- _WHAT IS EXPECTED_: Can you reproduce each line of the listing below word for word?

- _EXTRACTED ENTRIES_:
○ ○ ○

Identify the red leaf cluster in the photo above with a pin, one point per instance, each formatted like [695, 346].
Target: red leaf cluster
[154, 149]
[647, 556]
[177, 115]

○ ○ ○

- _EXERCISE RESULT_:
Identify the red leaf cluster in the photo above with a pin, one point per instance, each formatted like [695, 346].
Target: red leaf cluster
[154, 149]
[647, 556]
[177, 115]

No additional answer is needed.